- TASK -
Put the lines below into a Markdown table with the columns Row and Line. Begin at the line containing "Indicate the arcade", stop after the line containing "point(548, 415)", number each row, skip blank lines, and include no other lines.

- DATA IN THIS EXERCISE -
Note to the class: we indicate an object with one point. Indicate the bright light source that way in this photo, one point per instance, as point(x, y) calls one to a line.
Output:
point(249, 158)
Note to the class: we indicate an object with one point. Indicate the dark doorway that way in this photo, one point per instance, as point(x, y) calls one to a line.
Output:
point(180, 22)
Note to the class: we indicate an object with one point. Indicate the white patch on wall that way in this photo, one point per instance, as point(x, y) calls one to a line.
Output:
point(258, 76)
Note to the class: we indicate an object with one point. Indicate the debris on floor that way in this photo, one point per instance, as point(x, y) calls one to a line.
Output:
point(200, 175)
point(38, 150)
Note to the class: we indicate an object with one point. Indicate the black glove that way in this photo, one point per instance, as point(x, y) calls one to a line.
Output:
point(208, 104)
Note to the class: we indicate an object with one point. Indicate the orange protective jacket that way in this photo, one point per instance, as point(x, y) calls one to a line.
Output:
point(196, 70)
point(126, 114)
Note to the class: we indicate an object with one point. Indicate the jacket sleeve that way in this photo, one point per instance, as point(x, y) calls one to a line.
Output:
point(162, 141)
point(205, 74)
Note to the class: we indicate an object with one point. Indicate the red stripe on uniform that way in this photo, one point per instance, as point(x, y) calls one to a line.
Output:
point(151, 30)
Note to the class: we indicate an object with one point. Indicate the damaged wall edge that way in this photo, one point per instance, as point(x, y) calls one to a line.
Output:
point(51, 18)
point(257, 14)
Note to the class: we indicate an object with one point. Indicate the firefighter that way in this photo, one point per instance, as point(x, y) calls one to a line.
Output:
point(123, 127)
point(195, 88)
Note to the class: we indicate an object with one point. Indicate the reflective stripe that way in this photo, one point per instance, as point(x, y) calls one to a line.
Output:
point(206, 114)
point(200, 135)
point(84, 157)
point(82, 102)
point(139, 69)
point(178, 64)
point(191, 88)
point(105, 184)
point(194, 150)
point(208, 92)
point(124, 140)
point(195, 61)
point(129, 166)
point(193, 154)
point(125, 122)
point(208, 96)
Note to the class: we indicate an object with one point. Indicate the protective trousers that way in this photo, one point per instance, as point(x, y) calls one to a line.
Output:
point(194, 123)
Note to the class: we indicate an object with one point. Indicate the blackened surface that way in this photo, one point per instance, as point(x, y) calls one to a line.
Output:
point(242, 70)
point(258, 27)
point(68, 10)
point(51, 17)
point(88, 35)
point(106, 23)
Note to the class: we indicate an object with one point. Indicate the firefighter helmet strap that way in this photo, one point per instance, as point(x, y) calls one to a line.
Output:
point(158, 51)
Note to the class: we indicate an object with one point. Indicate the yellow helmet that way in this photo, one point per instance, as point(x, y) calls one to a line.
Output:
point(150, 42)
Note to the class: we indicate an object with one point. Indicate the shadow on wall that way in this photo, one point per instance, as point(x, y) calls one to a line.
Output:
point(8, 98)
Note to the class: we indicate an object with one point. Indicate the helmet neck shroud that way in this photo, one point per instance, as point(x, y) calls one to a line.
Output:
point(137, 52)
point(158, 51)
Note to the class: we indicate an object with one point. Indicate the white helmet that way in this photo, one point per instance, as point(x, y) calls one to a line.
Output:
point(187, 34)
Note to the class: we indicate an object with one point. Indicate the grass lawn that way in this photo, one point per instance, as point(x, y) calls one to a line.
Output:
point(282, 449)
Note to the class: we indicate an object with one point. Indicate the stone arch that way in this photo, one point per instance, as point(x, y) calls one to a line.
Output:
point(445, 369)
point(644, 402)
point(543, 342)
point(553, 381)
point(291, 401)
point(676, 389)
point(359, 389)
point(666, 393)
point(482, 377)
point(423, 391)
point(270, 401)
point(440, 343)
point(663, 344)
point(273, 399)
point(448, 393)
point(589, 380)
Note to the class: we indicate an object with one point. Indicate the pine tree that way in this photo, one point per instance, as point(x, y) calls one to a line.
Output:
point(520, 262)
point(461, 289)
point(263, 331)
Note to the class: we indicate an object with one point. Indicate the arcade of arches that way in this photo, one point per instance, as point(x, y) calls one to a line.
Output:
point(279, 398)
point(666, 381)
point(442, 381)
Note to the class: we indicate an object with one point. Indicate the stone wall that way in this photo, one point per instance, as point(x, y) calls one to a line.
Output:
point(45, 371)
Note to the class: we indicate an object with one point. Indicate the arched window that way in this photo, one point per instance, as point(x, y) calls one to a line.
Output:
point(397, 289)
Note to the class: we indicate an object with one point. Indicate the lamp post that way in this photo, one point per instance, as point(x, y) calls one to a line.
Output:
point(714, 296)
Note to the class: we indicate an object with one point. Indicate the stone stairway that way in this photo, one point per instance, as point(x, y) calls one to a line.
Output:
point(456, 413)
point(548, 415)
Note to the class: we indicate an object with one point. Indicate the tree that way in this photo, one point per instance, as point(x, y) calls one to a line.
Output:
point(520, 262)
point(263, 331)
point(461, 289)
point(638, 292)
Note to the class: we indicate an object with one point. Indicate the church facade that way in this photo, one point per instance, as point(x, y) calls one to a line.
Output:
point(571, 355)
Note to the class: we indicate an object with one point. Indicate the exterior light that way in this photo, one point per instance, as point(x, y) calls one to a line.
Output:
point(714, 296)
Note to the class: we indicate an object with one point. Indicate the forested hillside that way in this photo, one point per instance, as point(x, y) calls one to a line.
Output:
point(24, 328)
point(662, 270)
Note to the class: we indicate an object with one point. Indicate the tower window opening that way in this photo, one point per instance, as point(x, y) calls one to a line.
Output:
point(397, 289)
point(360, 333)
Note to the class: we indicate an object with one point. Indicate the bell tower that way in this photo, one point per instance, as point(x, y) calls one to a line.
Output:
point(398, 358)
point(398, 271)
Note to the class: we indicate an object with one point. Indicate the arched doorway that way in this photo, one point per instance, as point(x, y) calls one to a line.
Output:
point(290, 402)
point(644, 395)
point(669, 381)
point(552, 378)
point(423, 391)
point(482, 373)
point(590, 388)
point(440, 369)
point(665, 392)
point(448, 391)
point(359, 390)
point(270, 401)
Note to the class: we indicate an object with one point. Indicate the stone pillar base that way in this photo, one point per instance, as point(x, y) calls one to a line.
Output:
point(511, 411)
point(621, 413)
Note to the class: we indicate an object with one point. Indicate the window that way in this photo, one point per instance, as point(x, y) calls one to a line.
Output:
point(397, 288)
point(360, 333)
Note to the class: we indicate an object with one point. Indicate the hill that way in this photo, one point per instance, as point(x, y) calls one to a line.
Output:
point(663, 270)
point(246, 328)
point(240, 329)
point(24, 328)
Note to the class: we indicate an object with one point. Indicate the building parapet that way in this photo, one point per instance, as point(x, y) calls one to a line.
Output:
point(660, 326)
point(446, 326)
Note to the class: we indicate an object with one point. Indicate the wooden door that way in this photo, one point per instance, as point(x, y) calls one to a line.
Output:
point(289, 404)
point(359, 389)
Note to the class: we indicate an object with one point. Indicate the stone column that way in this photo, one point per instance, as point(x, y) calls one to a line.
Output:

- RESPONSE BELOW -
| Row | Line |
|---|---|
| 1 | Note to the class: we indicate an object with one point. Indicate the arcade of arches that way in this photo, one point per instance, as point(x, y) calls one to a line. |
| 2 | Output: |
| 3 | point(279, 398) |
| 4 | point(666, 381) |
| 5 | point(442, 381) |
| 6 | Note to the class: we indicate an object with one point. Indicate the stone wall that way in this photo, one point per instance, as point(x, y) calls one to a line. |
| 7 | Output: |
| 8 | point(45, 371) |
| 9 | Note to the class: we indicate an object with one point. Indicate the arched window that way in this photo, one point per instance, as point(x, y) calls one to a line. |
| 10 | Output: |
| 11 | point(397, 289) |
| 12 | Note to the class: we indicate an object with one point. Indicate the lamp post that way in this photo, one point per instance, as point(x, y) calls one to a line. |
| 13 | Output: |
| 14 | point(714, 296) |
| 15 | Note to the class: we indicate an object with one point. Indicate the stone stairway that way in this photo, one point per instance, as point(x, y) calls one to a line. |
| 16 | Output: |
| 17 | point(456, 413) |
| 18 | point(548, 415) |